Decided on November 27, 2018
Friedman, J.P., Mazzarelli, Kern, Oing, Singh, JJ.
7710N 302011/14

[*1] Iris Otero, Plaintiff-Appellant,

v

Walton Avenue Associates LLC, et al., Defendants-Respondents.



Silbowitz, Garafola, Silbowitz, Schatz & Frederick, LLP, New York (Howard Schatz of counsel), for appellant.

Lesch & Lesch, P.C., Smithtown (Beth S. Gereg of counsel), for respondents.



Order, Supreme Court, Bronx County (Norma Ruiz, J.), entered on or about October 31, 2017, which, insofar as appealed from as limited by the briefs, denied plaintiff's motion to amend the complaint and bill of particulars, unanimously affirmed, without costs.

Plaintiff alleges that she slipped and fell on rainwater that came in through negligently maintained windows in the hallway of defendants' building. In support of her motion to amend, plaintiff stated that she originally alleged that the accident occurred on October 13, 2012, but that after reviewing her medical records she realized that she was mistaken and that the accident actually occurred on August 15, 2012, the day before she sought treatment at the hospital.

= = =

What you will do:
In the court decision, what date does the plaintiff now say the accident actually occurred?

Data excerpts:
= = =

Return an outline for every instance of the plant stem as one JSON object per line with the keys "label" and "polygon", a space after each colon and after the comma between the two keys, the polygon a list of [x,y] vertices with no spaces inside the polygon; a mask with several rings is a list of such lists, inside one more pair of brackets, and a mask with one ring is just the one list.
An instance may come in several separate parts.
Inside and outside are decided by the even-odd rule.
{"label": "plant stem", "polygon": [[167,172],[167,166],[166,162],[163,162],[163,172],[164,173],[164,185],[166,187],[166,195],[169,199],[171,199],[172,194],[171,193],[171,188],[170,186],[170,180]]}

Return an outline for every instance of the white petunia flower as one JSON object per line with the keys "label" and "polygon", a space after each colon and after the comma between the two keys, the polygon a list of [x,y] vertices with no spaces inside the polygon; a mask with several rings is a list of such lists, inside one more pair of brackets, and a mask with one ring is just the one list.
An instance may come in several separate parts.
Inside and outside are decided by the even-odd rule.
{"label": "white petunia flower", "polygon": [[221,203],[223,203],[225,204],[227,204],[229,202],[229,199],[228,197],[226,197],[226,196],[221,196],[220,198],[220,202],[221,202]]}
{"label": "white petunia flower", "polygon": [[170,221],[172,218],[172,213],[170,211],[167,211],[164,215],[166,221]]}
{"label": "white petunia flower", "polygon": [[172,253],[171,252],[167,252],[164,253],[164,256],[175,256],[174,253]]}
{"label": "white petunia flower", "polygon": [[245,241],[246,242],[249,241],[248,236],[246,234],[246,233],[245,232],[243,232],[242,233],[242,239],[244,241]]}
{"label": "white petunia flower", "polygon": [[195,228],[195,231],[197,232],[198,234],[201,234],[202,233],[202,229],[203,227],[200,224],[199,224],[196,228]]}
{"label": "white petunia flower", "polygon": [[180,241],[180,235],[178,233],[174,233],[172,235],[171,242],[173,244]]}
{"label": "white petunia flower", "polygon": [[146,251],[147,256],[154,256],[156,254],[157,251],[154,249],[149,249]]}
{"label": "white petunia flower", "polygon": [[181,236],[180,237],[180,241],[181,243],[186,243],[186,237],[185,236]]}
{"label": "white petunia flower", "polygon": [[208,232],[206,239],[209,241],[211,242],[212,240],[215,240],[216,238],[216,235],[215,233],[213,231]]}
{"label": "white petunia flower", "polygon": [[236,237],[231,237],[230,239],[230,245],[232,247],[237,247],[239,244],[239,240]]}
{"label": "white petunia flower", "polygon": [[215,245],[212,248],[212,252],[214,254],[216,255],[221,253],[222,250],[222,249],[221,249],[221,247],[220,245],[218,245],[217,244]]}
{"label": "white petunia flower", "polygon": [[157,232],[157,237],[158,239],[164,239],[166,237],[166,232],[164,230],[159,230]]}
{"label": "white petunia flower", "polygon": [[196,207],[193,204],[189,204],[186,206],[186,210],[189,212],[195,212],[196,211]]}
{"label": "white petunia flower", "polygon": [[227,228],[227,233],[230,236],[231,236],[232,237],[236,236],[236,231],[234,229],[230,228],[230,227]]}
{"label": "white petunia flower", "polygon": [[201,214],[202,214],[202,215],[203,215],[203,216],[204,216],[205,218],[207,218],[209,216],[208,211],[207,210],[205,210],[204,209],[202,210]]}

= = =

Reply to the task:
August 15, 2012, the day before she sought treatment at the hospital.